BEGIN Material provided
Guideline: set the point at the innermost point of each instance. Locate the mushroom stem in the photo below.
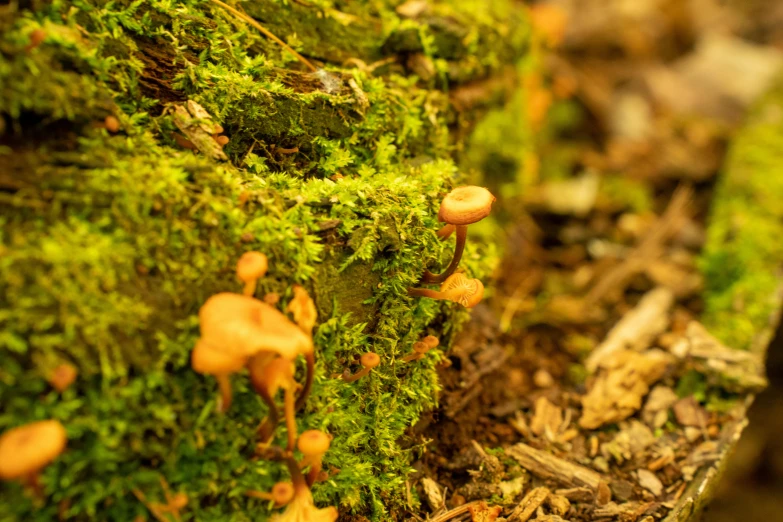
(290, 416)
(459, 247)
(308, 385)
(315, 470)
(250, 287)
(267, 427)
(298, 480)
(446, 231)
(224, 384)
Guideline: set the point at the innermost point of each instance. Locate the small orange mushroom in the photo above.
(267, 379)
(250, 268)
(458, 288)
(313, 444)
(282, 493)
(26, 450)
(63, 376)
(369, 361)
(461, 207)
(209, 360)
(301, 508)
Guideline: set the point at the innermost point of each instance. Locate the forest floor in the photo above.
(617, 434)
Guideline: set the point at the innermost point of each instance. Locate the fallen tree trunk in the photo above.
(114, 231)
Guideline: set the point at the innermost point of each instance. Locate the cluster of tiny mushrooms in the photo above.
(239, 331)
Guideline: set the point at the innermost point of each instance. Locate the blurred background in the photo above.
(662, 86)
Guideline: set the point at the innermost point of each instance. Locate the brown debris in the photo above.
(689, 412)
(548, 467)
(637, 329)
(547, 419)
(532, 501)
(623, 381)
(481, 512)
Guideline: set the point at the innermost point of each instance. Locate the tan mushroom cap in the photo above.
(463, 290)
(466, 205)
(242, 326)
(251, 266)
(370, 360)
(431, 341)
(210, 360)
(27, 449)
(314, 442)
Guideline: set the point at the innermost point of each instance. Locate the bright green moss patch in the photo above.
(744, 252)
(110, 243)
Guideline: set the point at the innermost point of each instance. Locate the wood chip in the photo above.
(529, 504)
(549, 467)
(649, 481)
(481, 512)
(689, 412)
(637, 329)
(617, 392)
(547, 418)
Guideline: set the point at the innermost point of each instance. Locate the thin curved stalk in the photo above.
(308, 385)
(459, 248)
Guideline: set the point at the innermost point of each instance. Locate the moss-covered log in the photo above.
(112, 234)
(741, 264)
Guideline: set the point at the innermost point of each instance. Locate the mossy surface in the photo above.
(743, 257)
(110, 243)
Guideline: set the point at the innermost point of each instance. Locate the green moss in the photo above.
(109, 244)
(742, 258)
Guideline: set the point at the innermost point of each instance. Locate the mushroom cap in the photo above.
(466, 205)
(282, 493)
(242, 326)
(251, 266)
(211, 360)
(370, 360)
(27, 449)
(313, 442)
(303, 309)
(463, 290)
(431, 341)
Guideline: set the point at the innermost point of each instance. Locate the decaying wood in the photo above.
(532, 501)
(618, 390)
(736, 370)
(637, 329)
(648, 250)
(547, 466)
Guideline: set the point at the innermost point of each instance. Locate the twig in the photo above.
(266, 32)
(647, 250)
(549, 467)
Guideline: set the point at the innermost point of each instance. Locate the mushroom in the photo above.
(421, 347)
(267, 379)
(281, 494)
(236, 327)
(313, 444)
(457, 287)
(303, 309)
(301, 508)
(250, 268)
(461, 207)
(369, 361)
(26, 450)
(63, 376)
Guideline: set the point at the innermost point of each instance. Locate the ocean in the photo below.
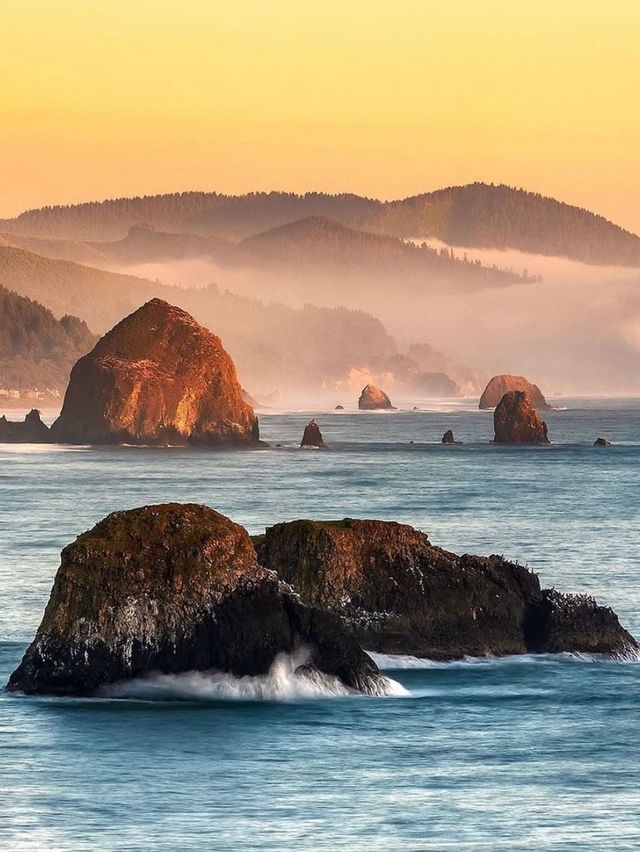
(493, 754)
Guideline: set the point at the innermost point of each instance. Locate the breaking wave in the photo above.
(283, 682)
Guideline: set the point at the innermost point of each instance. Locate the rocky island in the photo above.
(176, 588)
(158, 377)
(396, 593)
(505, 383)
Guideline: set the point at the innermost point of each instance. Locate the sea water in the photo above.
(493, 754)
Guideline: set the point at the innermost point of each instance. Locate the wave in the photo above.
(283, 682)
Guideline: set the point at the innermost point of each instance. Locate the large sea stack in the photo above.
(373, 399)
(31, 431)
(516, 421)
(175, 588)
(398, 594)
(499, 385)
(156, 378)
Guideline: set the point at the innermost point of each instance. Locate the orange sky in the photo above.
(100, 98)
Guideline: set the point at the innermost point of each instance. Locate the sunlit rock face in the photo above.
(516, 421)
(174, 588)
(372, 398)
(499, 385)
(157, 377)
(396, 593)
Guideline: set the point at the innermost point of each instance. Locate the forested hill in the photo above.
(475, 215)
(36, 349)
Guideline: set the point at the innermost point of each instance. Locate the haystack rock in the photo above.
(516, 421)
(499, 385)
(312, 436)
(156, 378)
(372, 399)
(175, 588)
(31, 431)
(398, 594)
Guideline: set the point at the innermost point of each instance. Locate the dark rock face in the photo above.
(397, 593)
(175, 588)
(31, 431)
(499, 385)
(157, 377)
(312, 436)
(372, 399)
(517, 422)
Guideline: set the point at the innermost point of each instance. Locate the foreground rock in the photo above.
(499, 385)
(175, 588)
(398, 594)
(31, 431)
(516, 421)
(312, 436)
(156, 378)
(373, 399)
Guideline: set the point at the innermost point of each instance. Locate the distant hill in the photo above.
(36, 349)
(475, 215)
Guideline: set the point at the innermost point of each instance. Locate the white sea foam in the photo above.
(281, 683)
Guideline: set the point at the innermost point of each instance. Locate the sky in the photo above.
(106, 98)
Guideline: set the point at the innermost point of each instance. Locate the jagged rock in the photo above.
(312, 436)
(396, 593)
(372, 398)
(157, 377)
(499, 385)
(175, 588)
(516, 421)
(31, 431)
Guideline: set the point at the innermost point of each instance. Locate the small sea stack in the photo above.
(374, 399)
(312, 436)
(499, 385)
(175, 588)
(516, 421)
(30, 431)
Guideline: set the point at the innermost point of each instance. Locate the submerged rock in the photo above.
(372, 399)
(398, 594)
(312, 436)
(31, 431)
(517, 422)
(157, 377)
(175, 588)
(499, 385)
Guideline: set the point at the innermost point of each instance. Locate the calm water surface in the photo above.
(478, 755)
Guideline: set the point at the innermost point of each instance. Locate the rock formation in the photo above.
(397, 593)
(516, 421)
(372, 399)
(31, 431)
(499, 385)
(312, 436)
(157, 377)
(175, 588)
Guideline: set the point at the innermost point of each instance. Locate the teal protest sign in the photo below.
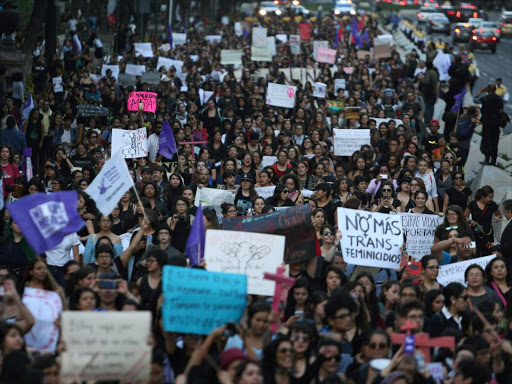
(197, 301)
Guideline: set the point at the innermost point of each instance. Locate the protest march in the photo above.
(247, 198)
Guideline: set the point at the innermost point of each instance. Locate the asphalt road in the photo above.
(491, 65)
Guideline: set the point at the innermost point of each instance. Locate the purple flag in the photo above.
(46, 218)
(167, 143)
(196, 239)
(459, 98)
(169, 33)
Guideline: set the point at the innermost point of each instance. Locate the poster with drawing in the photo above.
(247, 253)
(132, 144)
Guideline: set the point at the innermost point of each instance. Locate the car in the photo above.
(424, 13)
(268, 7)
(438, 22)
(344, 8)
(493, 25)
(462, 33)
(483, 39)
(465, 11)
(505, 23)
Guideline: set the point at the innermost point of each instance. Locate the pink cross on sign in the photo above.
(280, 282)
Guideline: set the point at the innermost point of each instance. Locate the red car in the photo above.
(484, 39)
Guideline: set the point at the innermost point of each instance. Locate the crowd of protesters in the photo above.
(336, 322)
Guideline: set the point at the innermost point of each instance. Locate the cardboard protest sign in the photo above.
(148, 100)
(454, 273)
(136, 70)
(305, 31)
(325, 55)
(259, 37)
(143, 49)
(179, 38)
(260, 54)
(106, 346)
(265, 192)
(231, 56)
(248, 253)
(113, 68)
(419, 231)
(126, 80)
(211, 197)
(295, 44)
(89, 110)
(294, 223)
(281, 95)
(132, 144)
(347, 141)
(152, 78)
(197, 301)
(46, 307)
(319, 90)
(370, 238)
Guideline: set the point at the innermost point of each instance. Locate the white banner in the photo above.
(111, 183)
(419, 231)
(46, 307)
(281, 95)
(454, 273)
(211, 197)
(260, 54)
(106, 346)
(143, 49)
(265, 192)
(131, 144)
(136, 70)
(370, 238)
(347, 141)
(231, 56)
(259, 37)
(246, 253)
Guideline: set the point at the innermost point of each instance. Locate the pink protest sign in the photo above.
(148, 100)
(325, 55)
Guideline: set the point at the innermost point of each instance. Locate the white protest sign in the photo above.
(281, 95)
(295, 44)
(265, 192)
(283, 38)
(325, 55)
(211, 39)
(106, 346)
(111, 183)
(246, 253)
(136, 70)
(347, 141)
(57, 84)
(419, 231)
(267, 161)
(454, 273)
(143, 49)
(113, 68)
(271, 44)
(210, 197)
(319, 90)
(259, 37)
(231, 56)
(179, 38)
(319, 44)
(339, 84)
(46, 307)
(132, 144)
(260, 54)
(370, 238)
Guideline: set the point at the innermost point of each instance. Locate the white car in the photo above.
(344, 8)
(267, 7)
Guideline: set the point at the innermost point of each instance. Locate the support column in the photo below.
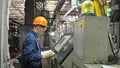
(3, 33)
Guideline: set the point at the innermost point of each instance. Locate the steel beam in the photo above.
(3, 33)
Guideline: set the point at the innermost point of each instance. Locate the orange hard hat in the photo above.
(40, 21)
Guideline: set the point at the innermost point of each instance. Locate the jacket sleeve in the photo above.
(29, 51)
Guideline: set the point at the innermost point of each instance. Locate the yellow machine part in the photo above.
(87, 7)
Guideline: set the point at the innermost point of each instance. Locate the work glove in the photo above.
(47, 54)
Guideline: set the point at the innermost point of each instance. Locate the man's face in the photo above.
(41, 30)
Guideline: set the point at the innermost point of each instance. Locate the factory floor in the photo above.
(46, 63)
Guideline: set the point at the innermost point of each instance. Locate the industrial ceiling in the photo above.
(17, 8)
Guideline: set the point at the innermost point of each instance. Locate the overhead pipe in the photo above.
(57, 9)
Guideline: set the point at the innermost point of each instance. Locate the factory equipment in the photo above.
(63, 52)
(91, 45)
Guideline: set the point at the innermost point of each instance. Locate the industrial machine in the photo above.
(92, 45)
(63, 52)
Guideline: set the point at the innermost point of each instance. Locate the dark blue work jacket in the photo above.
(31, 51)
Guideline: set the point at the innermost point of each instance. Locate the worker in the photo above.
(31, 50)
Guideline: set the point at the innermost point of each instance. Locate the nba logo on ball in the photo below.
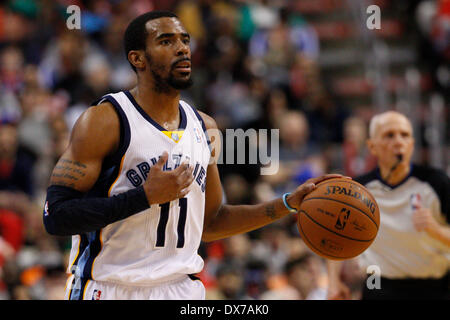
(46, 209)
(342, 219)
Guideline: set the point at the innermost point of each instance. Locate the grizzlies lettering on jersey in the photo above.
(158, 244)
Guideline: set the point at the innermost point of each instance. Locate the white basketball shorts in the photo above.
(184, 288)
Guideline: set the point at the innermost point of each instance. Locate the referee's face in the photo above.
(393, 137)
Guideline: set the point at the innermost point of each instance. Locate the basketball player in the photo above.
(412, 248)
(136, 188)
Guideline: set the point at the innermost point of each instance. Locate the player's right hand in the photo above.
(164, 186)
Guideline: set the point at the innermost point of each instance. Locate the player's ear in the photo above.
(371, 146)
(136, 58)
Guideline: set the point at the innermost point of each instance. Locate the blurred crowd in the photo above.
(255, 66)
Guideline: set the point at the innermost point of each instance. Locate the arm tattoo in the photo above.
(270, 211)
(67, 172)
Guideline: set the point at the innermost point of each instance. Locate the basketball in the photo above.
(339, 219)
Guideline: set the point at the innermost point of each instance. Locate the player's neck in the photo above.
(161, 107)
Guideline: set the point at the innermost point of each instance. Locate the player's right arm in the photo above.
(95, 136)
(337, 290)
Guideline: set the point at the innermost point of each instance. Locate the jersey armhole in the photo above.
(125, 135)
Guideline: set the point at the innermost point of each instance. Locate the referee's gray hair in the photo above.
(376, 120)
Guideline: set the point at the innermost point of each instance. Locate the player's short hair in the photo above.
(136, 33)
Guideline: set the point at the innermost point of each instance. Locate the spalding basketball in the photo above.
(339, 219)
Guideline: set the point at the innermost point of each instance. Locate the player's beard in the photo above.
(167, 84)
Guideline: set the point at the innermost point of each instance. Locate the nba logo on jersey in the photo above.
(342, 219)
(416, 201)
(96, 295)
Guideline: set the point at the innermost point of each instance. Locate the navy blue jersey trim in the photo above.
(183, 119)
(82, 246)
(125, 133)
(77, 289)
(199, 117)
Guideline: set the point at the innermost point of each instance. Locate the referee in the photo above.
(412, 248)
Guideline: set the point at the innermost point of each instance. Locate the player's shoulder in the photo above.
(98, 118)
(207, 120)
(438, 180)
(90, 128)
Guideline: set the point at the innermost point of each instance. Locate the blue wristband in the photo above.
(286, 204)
END Material provided
▶ What to work on
Your answer should consist of the lines from the line with "beard in the photo above." through the last line of the data, set down exactly, both included.

▶ Task answer
Guideline: set the point at the innermost point of each instance. Locate the player's beard in the photo above.
(167, 84)
Guideline: set the point at the innermost point of each instance. Locate the nba logo on jersey in the photo above.
(342, 219)
(416, 201)
(96, 295)
Guideline: set the point at the innermost point of each instance. Locate the navy blue jersey trim in the photo above.
(183, 119)
(82, 246)
(125, 133)
(77, 289)
(199, 117)
Guideline: set the point at the innermost point of each instance. Locate the referee in the photo above.
(412, 248)
Guideline: set the point at the innermost point of each instance. Locate the player's shoulder in the photo above.
(98, 118)
(207, 120)
(438, 180)
(90, 128)
Guideline: set the point at the innermost point of each instance. Locate the blue wristband in the photo above.
(286, 204)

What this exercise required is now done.